(Written request):
Output the items below as a two-column CSV with the headers text and answer, one row per item, with each item's text and its answer in one quoted field and line breaks replaced by spaces. Begin at the line that has "[locate] the green", stop after the last item, and include no others.

** START OF Data records **

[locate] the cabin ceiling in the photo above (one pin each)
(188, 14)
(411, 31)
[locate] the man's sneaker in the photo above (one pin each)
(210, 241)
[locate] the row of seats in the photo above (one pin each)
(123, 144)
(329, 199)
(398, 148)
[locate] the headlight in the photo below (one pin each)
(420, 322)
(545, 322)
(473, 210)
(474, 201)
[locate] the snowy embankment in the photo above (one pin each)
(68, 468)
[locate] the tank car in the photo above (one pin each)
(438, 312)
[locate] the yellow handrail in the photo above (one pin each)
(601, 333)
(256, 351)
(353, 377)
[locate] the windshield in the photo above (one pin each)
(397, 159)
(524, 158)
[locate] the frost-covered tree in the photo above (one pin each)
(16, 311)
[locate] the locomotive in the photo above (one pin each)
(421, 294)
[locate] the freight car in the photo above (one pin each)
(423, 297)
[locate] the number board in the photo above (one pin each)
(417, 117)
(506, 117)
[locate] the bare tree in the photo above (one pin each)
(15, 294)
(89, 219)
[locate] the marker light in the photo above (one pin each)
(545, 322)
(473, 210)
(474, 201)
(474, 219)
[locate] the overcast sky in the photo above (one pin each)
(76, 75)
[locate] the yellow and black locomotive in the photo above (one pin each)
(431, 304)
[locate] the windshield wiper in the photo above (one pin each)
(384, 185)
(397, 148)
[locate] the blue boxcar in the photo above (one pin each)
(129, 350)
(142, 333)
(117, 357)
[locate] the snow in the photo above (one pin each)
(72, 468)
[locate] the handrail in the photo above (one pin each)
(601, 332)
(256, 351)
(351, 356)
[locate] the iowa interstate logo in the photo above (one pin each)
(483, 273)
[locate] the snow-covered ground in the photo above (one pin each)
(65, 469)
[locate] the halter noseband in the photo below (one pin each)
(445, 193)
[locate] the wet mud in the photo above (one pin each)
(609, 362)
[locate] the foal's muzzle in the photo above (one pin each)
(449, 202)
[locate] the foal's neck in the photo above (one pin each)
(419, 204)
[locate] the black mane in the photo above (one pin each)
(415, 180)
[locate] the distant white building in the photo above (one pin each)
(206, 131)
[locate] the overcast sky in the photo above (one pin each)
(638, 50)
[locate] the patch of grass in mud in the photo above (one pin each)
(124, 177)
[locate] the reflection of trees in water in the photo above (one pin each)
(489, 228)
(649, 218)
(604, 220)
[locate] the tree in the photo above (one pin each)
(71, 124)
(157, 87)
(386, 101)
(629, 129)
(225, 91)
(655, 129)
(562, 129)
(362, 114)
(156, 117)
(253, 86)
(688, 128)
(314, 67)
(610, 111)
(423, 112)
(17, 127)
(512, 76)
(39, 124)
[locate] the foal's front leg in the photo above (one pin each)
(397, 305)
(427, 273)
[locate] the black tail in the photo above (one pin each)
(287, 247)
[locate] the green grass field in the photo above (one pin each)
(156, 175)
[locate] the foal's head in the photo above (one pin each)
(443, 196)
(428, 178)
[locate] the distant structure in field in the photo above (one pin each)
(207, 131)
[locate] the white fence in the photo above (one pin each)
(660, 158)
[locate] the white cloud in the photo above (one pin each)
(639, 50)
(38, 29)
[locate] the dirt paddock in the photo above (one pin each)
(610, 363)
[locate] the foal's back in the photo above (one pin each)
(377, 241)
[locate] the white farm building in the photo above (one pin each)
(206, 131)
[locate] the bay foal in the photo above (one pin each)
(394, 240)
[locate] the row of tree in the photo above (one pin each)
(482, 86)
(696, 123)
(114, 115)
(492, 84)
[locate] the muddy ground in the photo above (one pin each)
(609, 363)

** END OF Data records **

(Output of the exercise):
text,answer
"[locate] the green grass field in the photo above (one pin each)","(156, 175)"
"[locate] the foal's head in the photo above (one pin each)","(443, 196) (428, 178)"
"[locate] the distant structure in field in the photo above (one pin each)","(207, 131)"
"[locate] the white fence in the photo above (one pin each)","(660, 158)"
"[locate] the white cloud in the photo above (one pin each)","(639, 50) (38, 29)"
"[locate] the dirt paddock in the photo above (one pin each)","(610, 363)"
"[locate] the foal's back in the photo above (one pin each)","(377, 241)"
"[locate] the white farm building in the photo above (one pin each)","(206, 131)"
"[locate] the bay foal in the photo above (one pin each)","(394, 240)"
"[locate] the row of tree in the photo above (one pin each)","(482, 86) (696, 123) (114, 115) (492, 84)"
"[locate] the muddy ground in the photo above (one pin each)","(609, 363)"